◆ Problem ◆
Rewrite every line of all the entries below as a single numbered list, leaving out blank lines.

◆ Input rows ◆

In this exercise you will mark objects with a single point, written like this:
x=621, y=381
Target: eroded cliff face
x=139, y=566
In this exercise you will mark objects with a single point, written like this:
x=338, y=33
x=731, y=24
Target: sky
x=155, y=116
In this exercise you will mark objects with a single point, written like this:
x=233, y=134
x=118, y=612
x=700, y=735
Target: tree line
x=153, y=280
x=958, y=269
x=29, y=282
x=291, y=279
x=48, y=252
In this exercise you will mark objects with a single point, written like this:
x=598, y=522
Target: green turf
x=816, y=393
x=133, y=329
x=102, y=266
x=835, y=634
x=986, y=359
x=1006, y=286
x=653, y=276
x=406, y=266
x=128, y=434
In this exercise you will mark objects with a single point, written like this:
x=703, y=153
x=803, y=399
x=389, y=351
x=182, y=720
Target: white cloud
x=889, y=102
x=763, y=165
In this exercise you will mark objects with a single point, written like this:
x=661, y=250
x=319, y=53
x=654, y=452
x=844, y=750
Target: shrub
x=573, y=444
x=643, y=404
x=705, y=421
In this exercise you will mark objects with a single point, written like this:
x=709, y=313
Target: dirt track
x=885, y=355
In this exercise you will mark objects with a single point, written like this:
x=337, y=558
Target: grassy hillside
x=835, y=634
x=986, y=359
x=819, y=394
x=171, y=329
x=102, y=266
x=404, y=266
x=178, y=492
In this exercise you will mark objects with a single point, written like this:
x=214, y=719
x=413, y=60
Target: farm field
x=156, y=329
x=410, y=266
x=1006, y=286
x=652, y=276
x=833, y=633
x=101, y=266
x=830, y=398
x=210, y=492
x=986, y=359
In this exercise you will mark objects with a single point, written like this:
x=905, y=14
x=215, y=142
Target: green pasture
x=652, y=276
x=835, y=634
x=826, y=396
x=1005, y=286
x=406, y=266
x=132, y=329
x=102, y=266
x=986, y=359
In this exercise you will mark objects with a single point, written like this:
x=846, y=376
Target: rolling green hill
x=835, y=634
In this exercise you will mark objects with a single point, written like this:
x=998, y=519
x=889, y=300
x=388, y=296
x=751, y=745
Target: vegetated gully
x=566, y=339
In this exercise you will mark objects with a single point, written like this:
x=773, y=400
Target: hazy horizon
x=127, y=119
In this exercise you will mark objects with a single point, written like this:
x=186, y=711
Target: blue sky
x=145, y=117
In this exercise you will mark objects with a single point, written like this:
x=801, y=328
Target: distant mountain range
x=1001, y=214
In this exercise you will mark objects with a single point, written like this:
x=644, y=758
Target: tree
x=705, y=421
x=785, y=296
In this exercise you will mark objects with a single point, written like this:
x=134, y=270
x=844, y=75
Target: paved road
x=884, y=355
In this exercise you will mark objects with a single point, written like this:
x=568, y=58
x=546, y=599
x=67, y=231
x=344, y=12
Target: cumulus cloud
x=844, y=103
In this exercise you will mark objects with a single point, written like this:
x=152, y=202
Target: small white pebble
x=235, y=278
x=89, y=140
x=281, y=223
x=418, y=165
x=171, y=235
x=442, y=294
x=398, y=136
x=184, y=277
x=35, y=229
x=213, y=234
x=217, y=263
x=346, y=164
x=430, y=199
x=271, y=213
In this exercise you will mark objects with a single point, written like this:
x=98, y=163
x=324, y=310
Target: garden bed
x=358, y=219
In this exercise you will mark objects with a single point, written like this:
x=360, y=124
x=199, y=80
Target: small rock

◆ Reply ◆
1. In this exercise you will mark objects with a single point, written like this:
2. x=621, y=381
3. Target: eroded cliff face
4. x=139, y=566
5. In this exercise you will mark objects with a single point, written like this:
6. x=338, y=33
7. x=731, y=24
8. Target: sky
9. x=155, y=116
10. In this exercise you will mark objects with a single point, written like this:
11. x=233, y=134
12. x=118, y=612
13. x=700, y=735
14. Target: tree line
15. x=153, y=280
16. x=958, y=269
17. x=29, y=282
18. x=291, y=279
19. x=48, y=252
20. In this exercise you will mark objects with a single point, written like this:
21. x=598, y=522
22. Target: green turf
23. x=816, y=393
24. x=133, y=329
25. x=102, y=266
26. x=835, y=634
27. x=986, y=359
28. x=1006, y=286
29. x=653, y=276
30. x=406, y=266
31. x=128, y=434
32. In this exercise you will mark objects with a single point, written like this:
33. x=703, y=153
34. x=803, y=399
35. x=389, y=351
36. x=182, y=720
37. Target: white cloud
38. x=889, y=102
39. x=763, y=165
40. In this exercise you will mark objects with a single point, written like this:
41. x=661, y=250
42. x=319, y=53
43. x=654, y=452
44. x=844, y=750
45. Target: shrub
46. x=573, y=444
47. x=643, y=404
48. x=705, y=421
49. In this exercise you will mark objects with a single point, written like this:
50. x=709, y=313
51. Target: dirt track
52. x=885, y=355
53. In this exercise you will mark objects with a single point, written like this:
54. x=337, y=558
55. Target: grassy hillside
56. x=835, y=634
57. x=986, y=359
58. x=819, y=394
59. x=171, y=329
60. x=102, y=266
61. x=404, y=266
62. x=178, y=492
63. In this exercise you will mark objects with a single point, written like this:
64. x=214, y=719
65. x=413, y=60
66. Target: farm field
67. x=156, y=329
68. x=410, y=266
69. x=1006, y=286
70. x=652, y=276
71. x=833, y=633
72. x=101, y=266
73. x=830, y=398
74. x=210, y=492
75. x=986, y=359
76. In this exercise you will mark objects with a single point, written like this:
77. x=905, y=14
78. x=215, y=142
79. Target: green pasture
80. x=652, y=276
81. x=835, y=634
82. x=826, y=396
83. x=1005, y=286
84. x=406, y=266
85. x=132, y=329
86. x=102, y=266
87. x=986, y=359
88. In this exercise you will mark objects with a single point, written like this:
89. x=846, y=376
90. Target: rolling green hill
91. x=835, y=634
92. In this exercise you will mark objects with a single point, written like this:
93. x=998, y=519
94. x=889, y=300
95. x=388, y=296
96. x=751, y=745
97. Target: vegetated gully
98. x=566, y=339
99. In this exercise you will mark objects with a single point, written like this:
100. x=773, y=400
101. Target: hazy horizon
102. x=127, y=119
103. In this exercise you will mark objects with a single point, written like this:
104. x=186, y=711
105. Target: blue sky
106. x=145, y=117
107. In this exercise you will mark objects with a single point, written like this:
108. x=801, y=328
109. Target: distant mountain range
110. x=1001, y=214
111. In this exercise you will mark objects with a single point, written like this:
112. x=644, y=758
113. Target: tree
114. x=705, y=421
115. x=785, y=296
116. In this exercise you will mark objects with a single point, written like this:
117. x=134, y=270
118. x=844, y=75
119. Target: paved road
120. x=884, y=355
121. In this exercise you will mark objects with a single point, written like this:
122. x=568, y=58
123. x=546, y=599
124. x=67, y=231
125. x=344, y=12
126. Target: cumulus cloud
127. x=844, y=103
128. In this exercise you will mark objects with a single point, written like this:
129. x=152, y=202
130. Target: small white pebble
131. x=235, y=278
132. x=89, y=140
133. x=281, y=223
134. x=418, y=165
135. x=171, y=235
136. x=442, y=294
137. x=398, y=136
138. x=184, y=277
139. x=35, y=229
140. x=213, y=234
141. x=217, y=263
142. x=346, y=164
143. x=430, y=199
144. x=271, y=213
145. In this exercise you will mark objects with a single point, written like this:
146. x=98, y=163
147. x=324, y=310
148. Target: garden bed
149. x=358, y=219
150. In this exercise you will mark objects with a single point, written like this:
151. x=360, y=124
152. x=199, y=80
153. Target: small rock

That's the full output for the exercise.